Extract every line in the rows below that contains the word "armchair", copying each one in full. Case counts, so match only that exact capitalization.

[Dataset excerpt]
## BEGIN
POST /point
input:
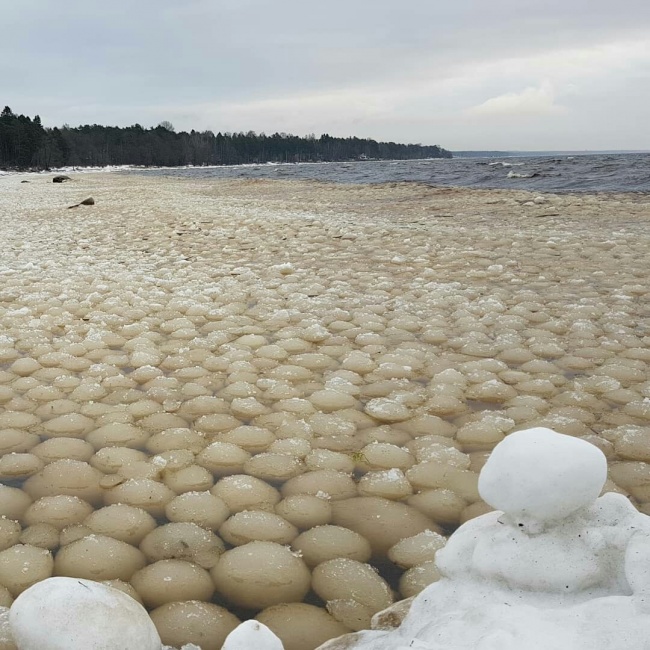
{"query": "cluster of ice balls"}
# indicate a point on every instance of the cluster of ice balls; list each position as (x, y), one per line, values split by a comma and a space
(128, 327)
(553, 552)
(555, 566)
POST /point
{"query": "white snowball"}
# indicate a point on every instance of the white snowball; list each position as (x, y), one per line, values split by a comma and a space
(64, 613)
(540, 475)
(252, 635)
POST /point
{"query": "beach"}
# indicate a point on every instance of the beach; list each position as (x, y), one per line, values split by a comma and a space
(366, 345)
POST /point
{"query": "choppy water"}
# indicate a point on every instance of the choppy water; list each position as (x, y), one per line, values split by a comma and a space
(593, 173)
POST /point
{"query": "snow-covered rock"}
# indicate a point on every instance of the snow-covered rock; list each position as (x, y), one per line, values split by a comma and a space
(64, 613)
(557, 567)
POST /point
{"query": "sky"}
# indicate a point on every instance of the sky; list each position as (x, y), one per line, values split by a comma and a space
(465, 74)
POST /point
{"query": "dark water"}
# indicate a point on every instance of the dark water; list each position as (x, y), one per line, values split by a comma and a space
(592, 173)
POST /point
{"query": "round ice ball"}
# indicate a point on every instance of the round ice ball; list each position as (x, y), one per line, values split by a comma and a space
(261, 574)
(122, 522)
(324, 543)
(23, 565)
(252, 525)
(193, 621)
(183, 541)
(541, 475)
(62, 613)
(200, 508)
(167, 581)
(252, 634)
(305, 510)
(98, 557)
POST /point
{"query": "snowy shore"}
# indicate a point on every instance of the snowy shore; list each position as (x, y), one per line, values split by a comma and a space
(349, 349)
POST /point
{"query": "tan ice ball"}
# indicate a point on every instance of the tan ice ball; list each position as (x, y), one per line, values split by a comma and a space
(176, 438)
(23, 565)
(167, 581)
(6, 599)
(202, 508)
(109, 460)
(388, 483)
(261, 574)
(69, 425)
(300, 626)
(19, 466)
(274, 466)
(71, 477)
(305, 511)
(415, 550)
(98, 557)
(345, 579)
(223, 458)
(41, 535)
(124, 587)
(192, 478)
(192, 621)
(442, 506)
(381, 521)
(240, 492)
(9, 532)
(183, 541)
(13, 502)
(249, 438)
(17, 441)
(118, 434)
(59, 511)
(121, 521)
(257, 525)
(351, 613)
(337, 485)
(59, 448)
(142, 493)
(324, 543)
(418, 578)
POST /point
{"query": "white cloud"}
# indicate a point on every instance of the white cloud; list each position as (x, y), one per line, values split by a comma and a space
(530, 102)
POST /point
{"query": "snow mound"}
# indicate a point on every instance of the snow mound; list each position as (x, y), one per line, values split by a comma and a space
(558, 567)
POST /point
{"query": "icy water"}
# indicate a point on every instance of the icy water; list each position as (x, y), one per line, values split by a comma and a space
(593, 173)
(209, 385)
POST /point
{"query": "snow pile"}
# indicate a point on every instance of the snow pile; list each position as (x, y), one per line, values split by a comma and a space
(557, 567)
(63, 613)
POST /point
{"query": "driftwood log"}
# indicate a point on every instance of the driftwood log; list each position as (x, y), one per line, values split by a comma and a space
(88, 201)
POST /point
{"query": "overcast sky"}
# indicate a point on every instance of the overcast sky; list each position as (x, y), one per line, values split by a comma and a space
(465, 74)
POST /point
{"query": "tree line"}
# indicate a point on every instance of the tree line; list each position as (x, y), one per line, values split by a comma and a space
(26, 144)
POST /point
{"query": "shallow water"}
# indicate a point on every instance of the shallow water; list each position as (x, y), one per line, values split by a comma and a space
(549, 173)
(322, 319)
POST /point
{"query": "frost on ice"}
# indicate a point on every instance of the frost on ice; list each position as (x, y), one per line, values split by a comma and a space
(556, 567)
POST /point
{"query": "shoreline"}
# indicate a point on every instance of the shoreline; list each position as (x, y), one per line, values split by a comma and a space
(327, 321)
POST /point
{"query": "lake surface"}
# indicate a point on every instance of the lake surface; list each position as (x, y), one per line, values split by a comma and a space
(558, 173)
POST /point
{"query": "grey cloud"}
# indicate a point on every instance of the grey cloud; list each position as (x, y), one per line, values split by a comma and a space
(148, 60)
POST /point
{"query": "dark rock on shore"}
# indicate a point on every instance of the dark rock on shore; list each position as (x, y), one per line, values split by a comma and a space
(88, 201)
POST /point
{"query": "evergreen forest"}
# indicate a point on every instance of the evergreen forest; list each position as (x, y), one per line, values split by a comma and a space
(26, 144)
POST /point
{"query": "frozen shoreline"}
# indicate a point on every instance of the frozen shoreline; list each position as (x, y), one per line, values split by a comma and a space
(329, 316)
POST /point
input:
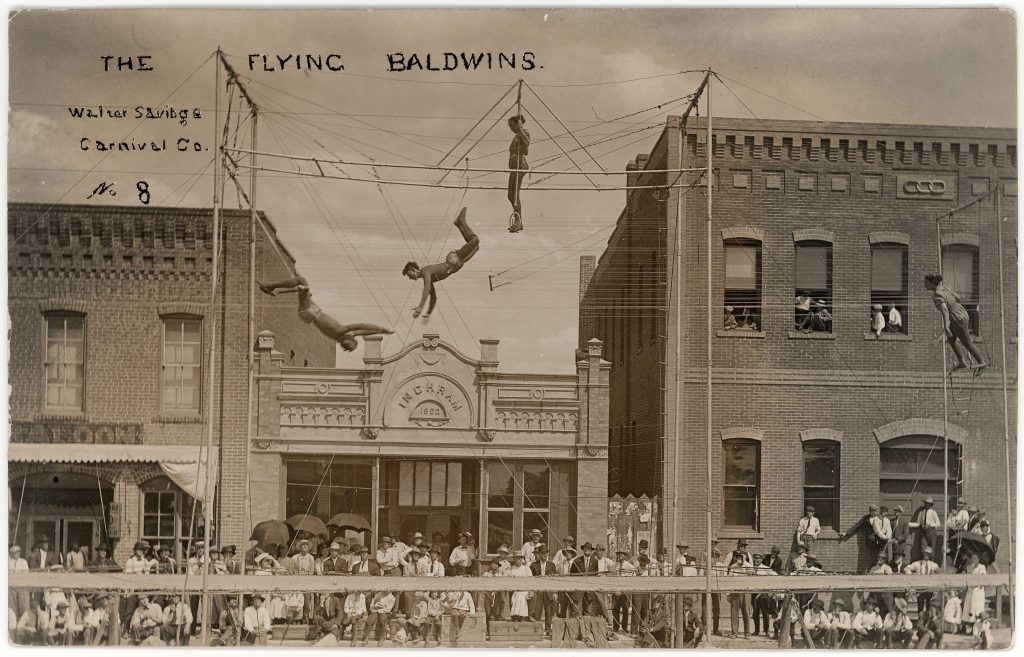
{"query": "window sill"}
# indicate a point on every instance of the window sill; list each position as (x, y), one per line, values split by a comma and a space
(818, 335)
(740, 333)
(731, 533)
(60, 417)
(178, 420)
(891, 337)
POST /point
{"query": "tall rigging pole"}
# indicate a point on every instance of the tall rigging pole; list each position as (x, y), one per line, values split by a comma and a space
(708, 449)
(208, 498)
(1006, 402)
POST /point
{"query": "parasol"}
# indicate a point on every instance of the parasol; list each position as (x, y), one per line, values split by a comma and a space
(269, 531)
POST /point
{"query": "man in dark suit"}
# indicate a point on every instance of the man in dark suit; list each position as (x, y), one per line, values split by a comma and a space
(544, 602)
(43, 557)
(587, 565)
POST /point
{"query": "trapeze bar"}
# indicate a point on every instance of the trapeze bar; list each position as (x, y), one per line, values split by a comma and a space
(320, 161)
(454, 186)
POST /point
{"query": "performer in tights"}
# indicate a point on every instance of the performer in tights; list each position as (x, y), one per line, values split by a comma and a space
(437, 272)
(309, 312)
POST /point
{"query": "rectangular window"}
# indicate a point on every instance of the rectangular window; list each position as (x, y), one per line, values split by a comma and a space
(960, 271)
(518, 501)
(65, 363)
(429, 483)
(821, 481)
(182, 378)
(813, 278)
(168, 517)
(742, 285)
(345, 487)
(741, 460)
(889, 286)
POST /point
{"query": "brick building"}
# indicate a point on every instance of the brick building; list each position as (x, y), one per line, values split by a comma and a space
(832, 415)
(430, 439)
(111, 326)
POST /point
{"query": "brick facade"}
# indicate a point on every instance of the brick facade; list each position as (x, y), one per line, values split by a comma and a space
(125, 268)
(779, 182)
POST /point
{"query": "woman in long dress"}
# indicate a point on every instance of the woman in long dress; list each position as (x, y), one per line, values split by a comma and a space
(974, 604)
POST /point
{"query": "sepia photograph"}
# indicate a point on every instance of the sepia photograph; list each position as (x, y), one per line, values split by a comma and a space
(489, 327)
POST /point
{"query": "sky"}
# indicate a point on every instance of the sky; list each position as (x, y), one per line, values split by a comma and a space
(600, 73)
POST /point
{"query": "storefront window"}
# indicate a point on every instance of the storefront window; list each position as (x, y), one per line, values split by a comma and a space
(325, 489)
(518, 498)
(170, 516)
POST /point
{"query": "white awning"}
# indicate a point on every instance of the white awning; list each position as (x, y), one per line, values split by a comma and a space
(185, 466)
(79, 453)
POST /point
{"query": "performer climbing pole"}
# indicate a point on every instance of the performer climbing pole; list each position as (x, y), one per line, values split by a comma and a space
(309, 312)
(437, 272)
(518, 166)
(955, 323)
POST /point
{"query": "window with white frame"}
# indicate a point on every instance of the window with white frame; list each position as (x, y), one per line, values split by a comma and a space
(65, 363)
(181, 369)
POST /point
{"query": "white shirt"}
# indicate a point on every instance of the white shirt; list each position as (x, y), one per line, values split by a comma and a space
(923, 567)
(461, 557)
(866, 620)
(256, 619)
(355, 605)
(842, 620)
(810, 526)
(903, 624)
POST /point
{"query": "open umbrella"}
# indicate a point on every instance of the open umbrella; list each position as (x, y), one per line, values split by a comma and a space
(269, 531)
(310, 524)
(964, 542)
(350, 521)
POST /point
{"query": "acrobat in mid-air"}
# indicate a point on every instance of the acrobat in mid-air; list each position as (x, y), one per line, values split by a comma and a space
(309, 312)
(518, 167)
(435, 273)
(955, 323)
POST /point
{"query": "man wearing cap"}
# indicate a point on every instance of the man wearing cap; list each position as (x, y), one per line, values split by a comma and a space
(867, 625)
(177, 622)
(808, 529)
(544, 603)
(229, 622)
(958, 518)
(363, 564)
(622, 603)
(565, 555)
(355, 609)
(335, 564)
(841, 628)
(42, 557)
(897, 626)
(461, 558)
(924, 567)
(929, 625)
(388, 558)
(817, 622)
(927, 522)
(901, 531)
(530, 545)
(256, 622)
(18, 601)
(144, 620)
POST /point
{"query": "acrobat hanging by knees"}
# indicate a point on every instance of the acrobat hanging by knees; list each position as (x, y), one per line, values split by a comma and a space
(437, 272)
(309, 312)
(955, 323)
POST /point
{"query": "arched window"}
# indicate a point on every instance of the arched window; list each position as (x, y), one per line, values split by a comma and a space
(741, 483)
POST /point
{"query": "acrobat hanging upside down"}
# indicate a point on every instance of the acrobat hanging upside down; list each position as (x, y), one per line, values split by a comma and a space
(518, 167)
(309, 312)
(437, 272)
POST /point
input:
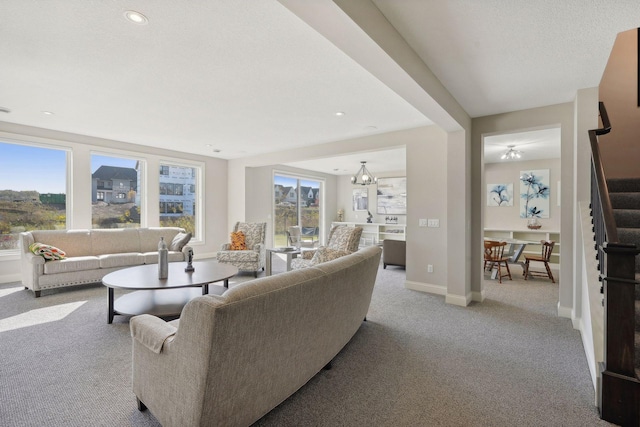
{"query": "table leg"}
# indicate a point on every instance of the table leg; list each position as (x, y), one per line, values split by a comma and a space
(110, 309)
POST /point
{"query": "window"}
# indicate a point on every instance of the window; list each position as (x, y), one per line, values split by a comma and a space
(178, 197)
(117, 204)
(33, 192)
(296, 202)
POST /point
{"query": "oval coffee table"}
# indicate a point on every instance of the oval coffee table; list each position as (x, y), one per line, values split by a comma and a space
(164, 297)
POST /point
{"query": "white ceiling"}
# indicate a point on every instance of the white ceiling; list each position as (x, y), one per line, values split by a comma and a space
(248, 78)
(533, 145)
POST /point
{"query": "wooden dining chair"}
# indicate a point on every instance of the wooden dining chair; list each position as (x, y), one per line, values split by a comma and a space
(547, 248)
(495, 258)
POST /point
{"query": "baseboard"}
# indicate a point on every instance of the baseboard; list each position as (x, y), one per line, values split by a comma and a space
(10, 278)
(425, 287)
(459, 300)
(566, 312)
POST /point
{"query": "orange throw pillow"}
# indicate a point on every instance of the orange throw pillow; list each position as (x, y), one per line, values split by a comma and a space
(237, 241)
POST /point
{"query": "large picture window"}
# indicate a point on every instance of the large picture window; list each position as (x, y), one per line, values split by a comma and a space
(297, 201)
(115, 192)
(33, 190)
(179, 197)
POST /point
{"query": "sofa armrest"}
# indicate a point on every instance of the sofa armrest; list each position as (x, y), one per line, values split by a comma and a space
(151, 331)
(308, 254)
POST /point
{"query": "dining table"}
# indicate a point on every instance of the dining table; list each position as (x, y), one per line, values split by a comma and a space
(514, 251)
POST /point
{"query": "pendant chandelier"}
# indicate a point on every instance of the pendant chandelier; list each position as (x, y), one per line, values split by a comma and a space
(363, 176)
(511, 153)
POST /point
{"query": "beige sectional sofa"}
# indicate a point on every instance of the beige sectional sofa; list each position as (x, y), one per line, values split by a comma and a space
(231, 359)
(91, 254)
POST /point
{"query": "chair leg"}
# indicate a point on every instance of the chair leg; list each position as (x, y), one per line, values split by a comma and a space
(506, 264)
(141, 406)
(546, 264)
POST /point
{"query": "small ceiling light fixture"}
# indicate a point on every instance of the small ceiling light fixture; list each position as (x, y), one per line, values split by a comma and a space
(511, 153)
(364, 176)
(136, 17)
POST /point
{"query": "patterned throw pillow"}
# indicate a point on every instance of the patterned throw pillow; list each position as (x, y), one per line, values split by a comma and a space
(47, 252)
(237, 241)
(324, 254)
(179, 241)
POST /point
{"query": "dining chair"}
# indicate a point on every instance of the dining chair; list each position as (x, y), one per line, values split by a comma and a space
(495, 258)
(547, 248)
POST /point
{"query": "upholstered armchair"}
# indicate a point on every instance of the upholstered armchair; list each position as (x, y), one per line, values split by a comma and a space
(342, 241)
(247, 250)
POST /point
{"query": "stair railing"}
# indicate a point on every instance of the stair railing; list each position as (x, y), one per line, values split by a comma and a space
(619, 400)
## END
◆ **Completed exercise**:
{"query": "upholstered armchair"}
# indicate a point on every instance of the upholstered armchair; list each position as (x, y), one per line, values split by a comma and a space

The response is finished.